Haftanın Kitapları
Biyografiden öyküye, araştırmadan romana, anıdan şiire bu hafta da pek çok kitap okurla buluştu. İşte yeni çıkan kitaplar arasından sizin için seçtiklerimiz... Keyifli okumalar...

ANTABUS
(Seray Şahiner)
Üçüncü sayfa haberlerinden tanıyoruz Leyla’yı. Eve, çocuk doğurmaya, istemediği bir erkeğe mahkûm, her tür kararın gıyabında verildiği bir yaşamda tutunmaya çalışan bir kadın… Leyla makus kaderini değiştirebilir mi? Aklını, sınırlı hayat bilgisini kullanıp bir kadın arkadaşın da tavsiyesiyle kendine ait bir yaşamı umut edebilir mi? Seray Şahiner’in çok sevilen ve tiyatro oyunu olarak sahnelendiğinde Afife Tiyatro Ödülü’ne layık görülen romanı Antabus, Doğan Kitap'tan çıktı. Okuru tüm gücüyle ilk sayfadan yakalayıp üzen, güldüren, düşündüren ve sonuna dek yanından ayırmayan bir dil şöleni…

KÖR BAYKUŞ
(Sadık Hidayet)
İran edebiyatında modern öykücülüğün kurucularından kabul edilen Sadık Hidayet’in başyapıtı Kör Baykuş, Can Yayınları etiketiyle okurla buluşuyor. 1936’da Hindistan’da yayımlanan ve İran’da satışı yasaklanan eser, birçok dile çevrilerek çeşitli yazar ve edebiyatları etkiledi... Anlatıcı, evindeki küçük havalandırma penceresinde bulunan ve daha önceden yokmuş gibi görünen bir delikten her zaman resmettiği sahneyi görür: Siyah elbiseli bir kız, bir servi ağacının altında çömelmiş, yaşlı bir adama bir lotus çiçeği dalı uzatıyor. Kızla yaşlı adamın arasında mavi bir nehir akıyor. Bu sahneye dalan adam kızın bakışlarına kapılır ve hayatı, akşama doğru onu kendi evinin kapısında otururken bulmasıyla korkunç bir şekilde değişir. Kör Baykuş, içindeki şeytanlarla uzun süre savaşmak zorunda kalan ve çok genç yaşta ölen eşsiz bir yazarın, insan ruhunun karanlık dehlizlerini araştıran başyapıtı.

→ **Yazılı Görevler**:
• A. Haftanın kitapları yazısını iki cümleyle özetleyin.
• B. Haftanın kitapları yazısına göre Kör Baykuş hangi yılda ve nerede yayımlandı?
• C. Haftanın kitapları yazısında "İran edebiyatında modern" sözleriyle başlayan bölümü kopyalayın; "dehlizlerini araştıran başyapıtı." sözlerinden sonra durun.

→ **Ham kayıtlar**:
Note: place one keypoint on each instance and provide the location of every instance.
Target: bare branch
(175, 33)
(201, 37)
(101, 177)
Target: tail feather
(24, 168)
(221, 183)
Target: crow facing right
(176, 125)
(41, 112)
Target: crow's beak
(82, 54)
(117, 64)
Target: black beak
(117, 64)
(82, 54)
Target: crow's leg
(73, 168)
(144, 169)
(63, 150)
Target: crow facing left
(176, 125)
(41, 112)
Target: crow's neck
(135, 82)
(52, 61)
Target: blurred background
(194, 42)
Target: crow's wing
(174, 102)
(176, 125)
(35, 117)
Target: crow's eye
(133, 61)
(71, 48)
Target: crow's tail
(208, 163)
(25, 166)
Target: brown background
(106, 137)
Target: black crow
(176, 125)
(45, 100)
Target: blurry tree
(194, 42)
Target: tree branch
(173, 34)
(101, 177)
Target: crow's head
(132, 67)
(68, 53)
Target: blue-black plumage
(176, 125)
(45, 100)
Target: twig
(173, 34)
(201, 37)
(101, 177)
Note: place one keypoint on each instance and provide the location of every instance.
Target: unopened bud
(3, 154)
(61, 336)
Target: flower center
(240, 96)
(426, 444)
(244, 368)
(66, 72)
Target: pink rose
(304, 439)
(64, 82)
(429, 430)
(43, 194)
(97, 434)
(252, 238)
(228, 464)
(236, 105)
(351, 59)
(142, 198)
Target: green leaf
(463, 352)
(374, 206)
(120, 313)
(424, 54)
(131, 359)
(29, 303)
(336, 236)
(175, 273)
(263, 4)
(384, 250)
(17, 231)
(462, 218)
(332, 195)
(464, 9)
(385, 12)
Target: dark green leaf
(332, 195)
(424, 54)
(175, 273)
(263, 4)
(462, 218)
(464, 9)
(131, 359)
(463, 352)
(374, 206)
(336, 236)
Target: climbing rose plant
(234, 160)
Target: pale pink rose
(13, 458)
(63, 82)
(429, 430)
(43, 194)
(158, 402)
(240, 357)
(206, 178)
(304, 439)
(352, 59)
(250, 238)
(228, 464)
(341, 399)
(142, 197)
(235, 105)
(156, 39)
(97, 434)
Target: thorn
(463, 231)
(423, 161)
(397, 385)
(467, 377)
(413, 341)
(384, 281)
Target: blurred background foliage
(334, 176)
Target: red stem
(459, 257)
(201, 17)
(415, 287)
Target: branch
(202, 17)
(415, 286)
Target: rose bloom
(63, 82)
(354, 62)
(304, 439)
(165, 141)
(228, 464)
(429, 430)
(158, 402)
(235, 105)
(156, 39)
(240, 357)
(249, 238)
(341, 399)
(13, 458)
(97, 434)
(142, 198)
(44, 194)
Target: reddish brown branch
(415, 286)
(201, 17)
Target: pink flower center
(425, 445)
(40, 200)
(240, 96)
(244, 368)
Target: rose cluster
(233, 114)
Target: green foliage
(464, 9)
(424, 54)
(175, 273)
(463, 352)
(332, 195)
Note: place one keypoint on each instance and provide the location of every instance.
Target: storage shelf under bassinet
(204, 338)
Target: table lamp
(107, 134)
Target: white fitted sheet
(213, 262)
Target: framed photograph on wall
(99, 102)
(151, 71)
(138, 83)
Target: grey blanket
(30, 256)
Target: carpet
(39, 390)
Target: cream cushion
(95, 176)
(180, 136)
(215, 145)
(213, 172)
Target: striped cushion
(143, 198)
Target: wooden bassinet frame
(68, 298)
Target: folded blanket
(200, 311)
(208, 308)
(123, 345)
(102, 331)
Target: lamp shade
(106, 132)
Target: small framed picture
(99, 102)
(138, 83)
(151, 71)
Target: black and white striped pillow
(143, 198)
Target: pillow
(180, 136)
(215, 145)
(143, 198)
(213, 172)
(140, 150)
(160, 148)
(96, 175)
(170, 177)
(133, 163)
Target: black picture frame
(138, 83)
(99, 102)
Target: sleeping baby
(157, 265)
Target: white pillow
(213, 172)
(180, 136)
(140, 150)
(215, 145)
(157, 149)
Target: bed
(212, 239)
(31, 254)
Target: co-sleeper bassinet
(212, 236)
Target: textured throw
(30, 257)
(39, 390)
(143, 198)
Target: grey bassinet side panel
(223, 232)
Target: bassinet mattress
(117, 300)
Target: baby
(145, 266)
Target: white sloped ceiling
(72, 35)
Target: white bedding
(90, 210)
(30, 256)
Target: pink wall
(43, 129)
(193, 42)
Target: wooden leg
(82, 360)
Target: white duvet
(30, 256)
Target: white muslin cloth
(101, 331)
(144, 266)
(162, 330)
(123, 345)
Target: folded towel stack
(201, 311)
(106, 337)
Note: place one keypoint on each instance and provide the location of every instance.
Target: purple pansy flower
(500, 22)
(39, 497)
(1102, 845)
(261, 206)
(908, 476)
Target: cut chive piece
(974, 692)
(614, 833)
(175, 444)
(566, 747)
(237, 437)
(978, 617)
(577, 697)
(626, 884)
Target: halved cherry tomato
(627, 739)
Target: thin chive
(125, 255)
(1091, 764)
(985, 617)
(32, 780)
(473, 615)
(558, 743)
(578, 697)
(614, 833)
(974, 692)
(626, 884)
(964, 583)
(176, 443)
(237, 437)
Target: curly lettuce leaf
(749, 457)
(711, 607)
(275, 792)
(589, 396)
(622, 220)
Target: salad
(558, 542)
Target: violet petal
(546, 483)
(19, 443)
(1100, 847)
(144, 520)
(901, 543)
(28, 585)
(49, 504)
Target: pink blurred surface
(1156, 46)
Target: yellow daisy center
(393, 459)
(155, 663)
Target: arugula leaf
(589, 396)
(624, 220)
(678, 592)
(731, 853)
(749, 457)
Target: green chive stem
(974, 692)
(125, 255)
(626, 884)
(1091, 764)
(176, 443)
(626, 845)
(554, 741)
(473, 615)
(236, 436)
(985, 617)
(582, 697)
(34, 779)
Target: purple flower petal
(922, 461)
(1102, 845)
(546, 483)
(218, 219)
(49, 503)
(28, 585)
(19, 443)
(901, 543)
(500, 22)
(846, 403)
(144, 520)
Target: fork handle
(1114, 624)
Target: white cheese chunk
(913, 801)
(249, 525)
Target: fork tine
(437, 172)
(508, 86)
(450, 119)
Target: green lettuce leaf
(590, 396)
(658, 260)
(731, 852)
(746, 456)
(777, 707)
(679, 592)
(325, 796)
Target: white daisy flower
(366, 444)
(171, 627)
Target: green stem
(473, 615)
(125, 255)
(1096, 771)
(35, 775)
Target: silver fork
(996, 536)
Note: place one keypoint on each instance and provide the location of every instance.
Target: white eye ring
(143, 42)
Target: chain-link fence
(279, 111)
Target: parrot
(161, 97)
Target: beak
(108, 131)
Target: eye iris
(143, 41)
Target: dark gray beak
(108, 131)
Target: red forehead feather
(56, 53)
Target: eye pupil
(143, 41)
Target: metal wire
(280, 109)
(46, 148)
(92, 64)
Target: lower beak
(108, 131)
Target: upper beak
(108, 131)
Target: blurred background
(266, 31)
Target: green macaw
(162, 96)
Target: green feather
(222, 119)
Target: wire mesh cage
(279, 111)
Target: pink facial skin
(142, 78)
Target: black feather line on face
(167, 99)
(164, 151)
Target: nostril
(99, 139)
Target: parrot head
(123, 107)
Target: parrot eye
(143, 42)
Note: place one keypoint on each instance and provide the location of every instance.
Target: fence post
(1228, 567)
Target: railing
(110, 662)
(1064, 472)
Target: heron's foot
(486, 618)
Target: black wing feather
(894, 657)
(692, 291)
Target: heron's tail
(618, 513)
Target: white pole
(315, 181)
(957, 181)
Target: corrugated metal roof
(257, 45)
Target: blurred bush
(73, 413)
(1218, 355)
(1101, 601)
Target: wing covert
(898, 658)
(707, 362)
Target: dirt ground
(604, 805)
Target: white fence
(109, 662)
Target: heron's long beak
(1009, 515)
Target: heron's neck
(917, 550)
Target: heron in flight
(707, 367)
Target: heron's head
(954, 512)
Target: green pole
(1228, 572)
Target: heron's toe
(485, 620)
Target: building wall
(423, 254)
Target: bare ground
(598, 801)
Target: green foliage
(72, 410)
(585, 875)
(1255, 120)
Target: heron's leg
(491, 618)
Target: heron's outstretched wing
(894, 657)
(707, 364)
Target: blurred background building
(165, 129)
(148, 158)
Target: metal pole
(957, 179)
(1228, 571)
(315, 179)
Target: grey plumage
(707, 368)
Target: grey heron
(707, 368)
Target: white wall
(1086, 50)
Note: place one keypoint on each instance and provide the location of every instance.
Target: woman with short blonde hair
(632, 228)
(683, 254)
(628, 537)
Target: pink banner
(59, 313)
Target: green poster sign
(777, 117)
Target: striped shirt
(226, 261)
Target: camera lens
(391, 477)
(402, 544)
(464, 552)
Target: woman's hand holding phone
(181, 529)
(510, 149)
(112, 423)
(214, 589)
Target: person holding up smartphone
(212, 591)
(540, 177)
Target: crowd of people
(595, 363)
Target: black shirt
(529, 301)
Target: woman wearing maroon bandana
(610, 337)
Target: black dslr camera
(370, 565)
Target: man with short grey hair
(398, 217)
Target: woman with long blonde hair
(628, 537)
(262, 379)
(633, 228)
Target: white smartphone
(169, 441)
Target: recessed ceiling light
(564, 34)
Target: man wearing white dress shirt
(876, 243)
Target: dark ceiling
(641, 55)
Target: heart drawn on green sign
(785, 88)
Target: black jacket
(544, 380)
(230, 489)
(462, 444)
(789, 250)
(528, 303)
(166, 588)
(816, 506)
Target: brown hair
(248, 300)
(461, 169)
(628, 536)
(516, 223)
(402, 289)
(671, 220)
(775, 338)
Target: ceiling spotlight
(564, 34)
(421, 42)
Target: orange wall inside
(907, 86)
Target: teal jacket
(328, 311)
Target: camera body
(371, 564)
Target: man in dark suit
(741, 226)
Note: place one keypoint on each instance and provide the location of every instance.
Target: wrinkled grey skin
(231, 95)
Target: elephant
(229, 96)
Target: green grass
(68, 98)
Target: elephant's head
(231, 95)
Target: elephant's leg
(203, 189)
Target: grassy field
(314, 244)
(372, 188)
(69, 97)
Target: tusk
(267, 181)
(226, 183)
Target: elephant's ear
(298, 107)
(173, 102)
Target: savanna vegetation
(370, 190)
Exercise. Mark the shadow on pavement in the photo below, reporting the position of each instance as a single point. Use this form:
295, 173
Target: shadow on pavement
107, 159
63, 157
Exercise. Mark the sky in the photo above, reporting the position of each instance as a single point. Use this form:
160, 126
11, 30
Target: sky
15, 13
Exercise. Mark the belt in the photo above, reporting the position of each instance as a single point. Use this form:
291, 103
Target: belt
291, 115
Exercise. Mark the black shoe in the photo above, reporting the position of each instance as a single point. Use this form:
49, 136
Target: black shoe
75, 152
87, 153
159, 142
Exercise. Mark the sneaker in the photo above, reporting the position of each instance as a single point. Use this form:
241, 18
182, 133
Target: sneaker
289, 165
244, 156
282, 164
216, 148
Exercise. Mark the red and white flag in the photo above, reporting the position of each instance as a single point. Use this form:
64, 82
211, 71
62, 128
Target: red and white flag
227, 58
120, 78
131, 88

→ **Alıştırmanın Cevapları**:
• A. Seray Şahiner'in tiyatroda sahnelendiğinde Afife Tiyatro Ödülü'ne layık görülen romanı Antabus, eve ve istemediği bir erkeğe mahkûm Leyla'nın kendine ait bir yaşamı umut edip edemeyeceğini anlatıyor ve Doğan Kitap'tan çıktı. Sadık Hidayet'in 1936'da Hindistan'da yayımlanıp İran'da satışı yasaklanan başyapıtı Kör Baykuş ise Can Yayınları etiketiyle okurla buluşuyor.

• B. 1936'da Hindistan'da.

• C.
İran edebiyatında modern öykücülüğün kurucularından kabul edilen Sadık Hidayet’in başyapıtı Kör Baykuş, Can Yayınları etiketiyle okurla buluşuyor. 1936’da Hindistan’da yayımlanan ve İran’da satışı yasaklanan eser, birçok dile çevrilerek çeşitli yazar ve edebiyatları etkiledi... Anlatıcı, evindeki küçük havalandırma penceresinde bulunan ve daha önceden yokmuş gibi görünen bir delikten her zaman resmettiği sahneyi görür: Siyah elbiseli bir kız, bir servi ağacının altında çömelmiş, yaşlı bir adama bir lotus çiçeği dalı uzatıyor. Kızla yaşlı adamın arasında mavi bir nehir akıyor. Bu sahneye dalan adam kızın bakışlarına kapılır ve hayatı, akşama doğru onu kendi evinin kapısında otururken bulmasıyla korkunç bir şekilde değişir. Kör Baykuş, içindeki şeytanlarla uzun süre savaşmak zorunda kalan ve çok genç yaşta ölen eşsiz bir yazarın, insan ruhunun karanlık dehlizlerini araştıran başyapıtı.